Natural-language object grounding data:
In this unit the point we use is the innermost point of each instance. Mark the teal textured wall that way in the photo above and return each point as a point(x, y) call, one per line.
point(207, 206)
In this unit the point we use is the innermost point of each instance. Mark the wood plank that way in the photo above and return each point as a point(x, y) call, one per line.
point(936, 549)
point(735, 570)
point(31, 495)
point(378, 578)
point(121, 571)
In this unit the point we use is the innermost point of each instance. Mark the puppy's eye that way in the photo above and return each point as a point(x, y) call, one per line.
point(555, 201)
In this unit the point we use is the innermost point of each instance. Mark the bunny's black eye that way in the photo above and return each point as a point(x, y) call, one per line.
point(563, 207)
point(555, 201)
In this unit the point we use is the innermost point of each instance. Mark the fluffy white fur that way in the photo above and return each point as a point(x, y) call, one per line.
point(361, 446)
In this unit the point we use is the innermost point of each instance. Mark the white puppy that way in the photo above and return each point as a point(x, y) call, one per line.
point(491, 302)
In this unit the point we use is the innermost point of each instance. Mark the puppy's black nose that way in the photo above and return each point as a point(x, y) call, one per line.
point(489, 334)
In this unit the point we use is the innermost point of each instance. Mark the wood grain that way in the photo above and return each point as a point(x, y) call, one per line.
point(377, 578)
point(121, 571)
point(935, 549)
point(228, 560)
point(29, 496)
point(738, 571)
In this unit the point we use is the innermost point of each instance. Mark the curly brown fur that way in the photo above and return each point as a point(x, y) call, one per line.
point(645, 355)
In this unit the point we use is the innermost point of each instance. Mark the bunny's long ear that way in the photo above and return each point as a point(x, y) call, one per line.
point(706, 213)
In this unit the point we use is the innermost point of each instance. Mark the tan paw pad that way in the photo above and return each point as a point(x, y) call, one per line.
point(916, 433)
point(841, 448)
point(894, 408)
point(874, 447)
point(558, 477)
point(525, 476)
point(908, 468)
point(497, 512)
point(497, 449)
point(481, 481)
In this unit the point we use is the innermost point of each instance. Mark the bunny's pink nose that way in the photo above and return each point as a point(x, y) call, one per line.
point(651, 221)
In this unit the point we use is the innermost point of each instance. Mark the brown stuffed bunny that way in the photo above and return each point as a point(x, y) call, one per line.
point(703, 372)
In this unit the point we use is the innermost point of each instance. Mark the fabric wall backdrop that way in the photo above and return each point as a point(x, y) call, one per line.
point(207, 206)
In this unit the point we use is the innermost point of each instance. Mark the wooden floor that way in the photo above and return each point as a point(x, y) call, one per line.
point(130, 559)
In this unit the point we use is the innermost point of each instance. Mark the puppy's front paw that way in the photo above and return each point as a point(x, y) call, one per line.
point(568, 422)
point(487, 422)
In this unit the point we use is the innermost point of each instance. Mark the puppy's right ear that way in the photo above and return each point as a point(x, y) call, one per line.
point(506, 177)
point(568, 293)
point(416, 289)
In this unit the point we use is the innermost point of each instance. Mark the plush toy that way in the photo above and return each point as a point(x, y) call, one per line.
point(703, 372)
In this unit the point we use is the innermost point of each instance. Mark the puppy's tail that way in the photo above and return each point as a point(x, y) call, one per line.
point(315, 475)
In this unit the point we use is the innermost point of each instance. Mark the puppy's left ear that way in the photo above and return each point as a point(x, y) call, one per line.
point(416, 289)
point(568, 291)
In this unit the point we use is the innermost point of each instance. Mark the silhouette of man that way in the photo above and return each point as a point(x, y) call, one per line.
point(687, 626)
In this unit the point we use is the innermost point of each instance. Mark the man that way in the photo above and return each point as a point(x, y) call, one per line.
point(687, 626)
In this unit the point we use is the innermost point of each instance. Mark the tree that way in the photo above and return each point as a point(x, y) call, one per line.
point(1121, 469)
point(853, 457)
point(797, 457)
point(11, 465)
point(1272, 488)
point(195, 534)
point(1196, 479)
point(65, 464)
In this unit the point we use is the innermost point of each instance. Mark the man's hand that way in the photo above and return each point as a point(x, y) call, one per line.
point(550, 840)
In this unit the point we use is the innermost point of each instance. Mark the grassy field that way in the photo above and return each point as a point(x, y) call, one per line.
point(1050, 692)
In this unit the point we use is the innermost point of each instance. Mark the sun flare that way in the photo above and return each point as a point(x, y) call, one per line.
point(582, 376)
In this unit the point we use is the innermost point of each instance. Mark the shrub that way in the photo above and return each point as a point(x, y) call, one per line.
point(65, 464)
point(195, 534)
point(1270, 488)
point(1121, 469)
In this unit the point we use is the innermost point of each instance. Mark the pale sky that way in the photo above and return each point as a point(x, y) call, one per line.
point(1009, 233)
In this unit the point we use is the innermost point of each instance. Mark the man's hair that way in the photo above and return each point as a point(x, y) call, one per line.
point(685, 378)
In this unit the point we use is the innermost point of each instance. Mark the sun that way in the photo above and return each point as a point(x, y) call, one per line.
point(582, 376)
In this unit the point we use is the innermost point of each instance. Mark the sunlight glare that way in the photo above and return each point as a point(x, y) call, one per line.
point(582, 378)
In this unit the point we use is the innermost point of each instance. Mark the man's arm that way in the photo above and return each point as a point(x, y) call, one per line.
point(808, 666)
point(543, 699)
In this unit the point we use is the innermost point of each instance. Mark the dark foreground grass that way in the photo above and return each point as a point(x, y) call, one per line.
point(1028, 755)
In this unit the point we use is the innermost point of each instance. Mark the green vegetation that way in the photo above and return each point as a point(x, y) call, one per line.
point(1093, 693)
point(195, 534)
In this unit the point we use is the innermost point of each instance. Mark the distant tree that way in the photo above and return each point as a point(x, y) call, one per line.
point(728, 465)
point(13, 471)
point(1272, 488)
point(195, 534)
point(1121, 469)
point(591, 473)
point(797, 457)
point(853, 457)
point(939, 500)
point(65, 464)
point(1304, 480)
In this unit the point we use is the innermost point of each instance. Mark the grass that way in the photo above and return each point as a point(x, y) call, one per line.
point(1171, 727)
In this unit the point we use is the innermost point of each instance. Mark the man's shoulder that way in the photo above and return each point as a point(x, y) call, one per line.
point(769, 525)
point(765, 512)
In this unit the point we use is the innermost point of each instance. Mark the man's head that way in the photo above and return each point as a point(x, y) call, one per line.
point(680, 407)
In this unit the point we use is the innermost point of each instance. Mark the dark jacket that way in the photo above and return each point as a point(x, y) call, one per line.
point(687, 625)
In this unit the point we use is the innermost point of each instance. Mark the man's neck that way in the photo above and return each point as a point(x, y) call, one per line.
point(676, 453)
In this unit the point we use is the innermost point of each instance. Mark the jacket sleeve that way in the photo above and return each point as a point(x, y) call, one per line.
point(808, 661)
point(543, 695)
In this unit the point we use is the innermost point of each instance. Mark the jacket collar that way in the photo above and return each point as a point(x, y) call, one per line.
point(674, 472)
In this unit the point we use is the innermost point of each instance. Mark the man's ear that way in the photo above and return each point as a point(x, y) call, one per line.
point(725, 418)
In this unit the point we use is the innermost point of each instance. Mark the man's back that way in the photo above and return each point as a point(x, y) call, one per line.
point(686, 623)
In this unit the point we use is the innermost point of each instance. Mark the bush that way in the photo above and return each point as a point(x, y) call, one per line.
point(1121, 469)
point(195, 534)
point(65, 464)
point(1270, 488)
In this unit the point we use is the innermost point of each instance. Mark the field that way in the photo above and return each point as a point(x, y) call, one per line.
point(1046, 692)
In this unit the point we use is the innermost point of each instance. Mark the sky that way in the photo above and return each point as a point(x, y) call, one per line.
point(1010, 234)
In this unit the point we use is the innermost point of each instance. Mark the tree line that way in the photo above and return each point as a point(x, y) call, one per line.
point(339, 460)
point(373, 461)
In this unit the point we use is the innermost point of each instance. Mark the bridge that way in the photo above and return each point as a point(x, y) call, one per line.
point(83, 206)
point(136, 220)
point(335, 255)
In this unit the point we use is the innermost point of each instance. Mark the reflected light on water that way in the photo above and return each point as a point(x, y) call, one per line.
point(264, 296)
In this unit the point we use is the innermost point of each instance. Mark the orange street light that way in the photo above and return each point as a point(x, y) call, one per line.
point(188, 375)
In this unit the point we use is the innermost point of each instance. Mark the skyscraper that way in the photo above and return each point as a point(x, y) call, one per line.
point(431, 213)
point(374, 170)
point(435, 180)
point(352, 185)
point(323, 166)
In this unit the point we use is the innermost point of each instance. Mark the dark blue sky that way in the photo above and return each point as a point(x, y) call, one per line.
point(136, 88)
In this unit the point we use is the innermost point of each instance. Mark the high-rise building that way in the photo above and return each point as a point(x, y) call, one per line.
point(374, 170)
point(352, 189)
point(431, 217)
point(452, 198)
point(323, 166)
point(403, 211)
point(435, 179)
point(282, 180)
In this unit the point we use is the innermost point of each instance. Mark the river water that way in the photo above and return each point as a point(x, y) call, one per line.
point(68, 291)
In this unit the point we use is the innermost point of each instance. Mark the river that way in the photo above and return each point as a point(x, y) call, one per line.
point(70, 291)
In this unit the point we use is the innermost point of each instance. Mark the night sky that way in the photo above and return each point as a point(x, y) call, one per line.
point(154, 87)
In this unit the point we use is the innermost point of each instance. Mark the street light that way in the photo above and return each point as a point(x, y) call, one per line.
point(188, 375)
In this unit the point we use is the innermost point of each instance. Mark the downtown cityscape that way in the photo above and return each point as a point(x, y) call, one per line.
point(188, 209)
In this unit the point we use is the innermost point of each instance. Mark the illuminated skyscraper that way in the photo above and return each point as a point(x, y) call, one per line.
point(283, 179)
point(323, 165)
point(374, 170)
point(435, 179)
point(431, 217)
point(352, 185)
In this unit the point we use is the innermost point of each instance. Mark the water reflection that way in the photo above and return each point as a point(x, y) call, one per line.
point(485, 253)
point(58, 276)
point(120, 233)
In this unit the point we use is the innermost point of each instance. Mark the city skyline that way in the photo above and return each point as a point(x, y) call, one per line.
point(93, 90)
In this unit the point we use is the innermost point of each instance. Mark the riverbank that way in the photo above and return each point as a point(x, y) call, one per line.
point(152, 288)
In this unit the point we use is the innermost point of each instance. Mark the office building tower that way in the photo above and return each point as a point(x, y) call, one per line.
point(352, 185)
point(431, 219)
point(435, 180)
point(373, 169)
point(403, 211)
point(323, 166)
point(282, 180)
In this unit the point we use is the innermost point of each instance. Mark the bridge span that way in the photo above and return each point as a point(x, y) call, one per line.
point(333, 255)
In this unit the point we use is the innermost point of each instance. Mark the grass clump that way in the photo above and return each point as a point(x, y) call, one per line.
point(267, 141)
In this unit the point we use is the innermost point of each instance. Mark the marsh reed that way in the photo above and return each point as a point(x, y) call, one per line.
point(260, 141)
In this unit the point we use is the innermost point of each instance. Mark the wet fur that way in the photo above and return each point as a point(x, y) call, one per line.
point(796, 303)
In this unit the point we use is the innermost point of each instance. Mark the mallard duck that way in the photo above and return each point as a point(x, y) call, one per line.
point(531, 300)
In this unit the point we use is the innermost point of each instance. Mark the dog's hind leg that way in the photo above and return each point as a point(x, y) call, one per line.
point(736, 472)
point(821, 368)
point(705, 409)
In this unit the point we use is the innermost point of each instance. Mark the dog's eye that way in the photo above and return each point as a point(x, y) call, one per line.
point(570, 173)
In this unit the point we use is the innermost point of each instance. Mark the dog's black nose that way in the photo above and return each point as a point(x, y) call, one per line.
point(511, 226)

→ Task statement: Take the line holding "the dog's black" and all lines after it through the end of the data, and set them down exactly.

→ Exercise response:
In this unit the point we use is the innermost point of each instance. Mark the dog's black nose that way in the photo above and return each point as a point(x, y) call, one per line.
point(511, 226)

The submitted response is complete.